Start of Raw data

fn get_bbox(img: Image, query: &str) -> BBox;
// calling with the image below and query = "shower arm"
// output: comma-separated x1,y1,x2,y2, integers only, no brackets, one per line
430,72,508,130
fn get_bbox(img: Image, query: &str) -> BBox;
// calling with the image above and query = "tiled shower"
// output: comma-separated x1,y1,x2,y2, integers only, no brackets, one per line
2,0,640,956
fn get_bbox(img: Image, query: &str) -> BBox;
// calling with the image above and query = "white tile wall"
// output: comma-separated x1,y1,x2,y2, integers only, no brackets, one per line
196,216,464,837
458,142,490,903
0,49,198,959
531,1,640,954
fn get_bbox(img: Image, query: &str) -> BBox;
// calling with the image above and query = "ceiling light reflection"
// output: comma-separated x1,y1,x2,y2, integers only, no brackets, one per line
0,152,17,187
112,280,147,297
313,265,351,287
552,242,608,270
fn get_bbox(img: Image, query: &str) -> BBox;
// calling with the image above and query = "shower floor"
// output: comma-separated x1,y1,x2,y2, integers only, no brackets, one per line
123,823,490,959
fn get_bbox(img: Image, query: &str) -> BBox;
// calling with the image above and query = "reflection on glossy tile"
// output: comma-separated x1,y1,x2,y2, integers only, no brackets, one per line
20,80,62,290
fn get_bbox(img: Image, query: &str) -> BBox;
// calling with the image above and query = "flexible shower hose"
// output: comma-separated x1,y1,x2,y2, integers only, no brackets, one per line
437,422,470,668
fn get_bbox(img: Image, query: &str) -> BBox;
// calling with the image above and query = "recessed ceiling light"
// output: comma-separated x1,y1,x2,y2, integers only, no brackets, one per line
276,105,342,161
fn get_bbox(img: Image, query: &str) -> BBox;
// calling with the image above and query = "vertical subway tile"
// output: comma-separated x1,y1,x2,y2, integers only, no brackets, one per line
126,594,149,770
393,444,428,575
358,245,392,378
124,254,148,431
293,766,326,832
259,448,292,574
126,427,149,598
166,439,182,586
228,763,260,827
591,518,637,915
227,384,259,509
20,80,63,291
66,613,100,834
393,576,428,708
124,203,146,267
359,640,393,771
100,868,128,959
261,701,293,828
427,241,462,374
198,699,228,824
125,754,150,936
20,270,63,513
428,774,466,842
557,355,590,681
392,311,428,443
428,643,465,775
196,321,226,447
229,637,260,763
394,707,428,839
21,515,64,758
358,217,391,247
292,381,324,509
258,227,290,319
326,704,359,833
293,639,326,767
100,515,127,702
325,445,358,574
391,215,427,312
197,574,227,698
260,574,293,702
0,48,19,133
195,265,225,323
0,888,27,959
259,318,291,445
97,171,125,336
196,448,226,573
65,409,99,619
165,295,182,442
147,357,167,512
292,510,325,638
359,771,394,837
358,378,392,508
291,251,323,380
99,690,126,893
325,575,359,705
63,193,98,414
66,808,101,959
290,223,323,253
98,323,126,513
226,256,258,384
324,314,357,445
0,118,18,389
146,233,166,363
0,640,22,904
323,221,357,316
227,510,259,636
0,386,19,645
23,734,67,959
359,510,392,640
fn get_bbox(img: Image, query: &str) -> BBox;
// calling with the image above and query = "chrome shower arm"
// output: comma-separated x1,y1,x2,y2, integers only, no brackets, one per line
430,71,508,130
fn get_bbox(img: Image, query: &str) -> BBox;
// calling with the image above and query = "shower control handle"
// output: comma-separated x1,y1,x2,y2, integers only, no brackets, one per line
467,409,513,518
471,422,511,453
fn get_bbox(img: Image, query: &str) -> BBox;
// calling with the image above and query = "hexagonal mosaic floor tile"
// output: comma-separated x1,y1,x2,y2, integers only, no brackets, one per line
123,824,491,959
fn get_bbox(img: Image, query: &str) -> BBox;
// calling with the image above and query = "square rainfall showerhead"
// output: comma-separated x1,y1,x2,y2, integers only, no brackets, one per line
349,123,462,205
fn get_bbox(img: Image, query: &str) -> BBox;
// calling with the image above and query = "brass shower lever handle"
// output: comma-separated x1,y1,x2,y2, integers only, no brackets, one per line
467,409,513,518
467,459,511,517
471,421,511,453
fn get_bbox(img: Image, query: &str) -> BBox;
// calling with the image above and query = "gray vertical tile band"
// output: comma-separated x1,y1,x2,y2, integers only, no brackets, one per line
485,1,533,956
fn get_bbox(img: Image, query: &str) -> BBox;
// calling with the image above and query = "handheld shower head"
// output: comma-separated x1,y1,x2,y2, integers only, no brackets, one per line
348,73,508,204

End of Raw data

» Exercise requirements
Tell how many lines in the records above contain "ceiling", giving the number and no other words.

» Task solution
2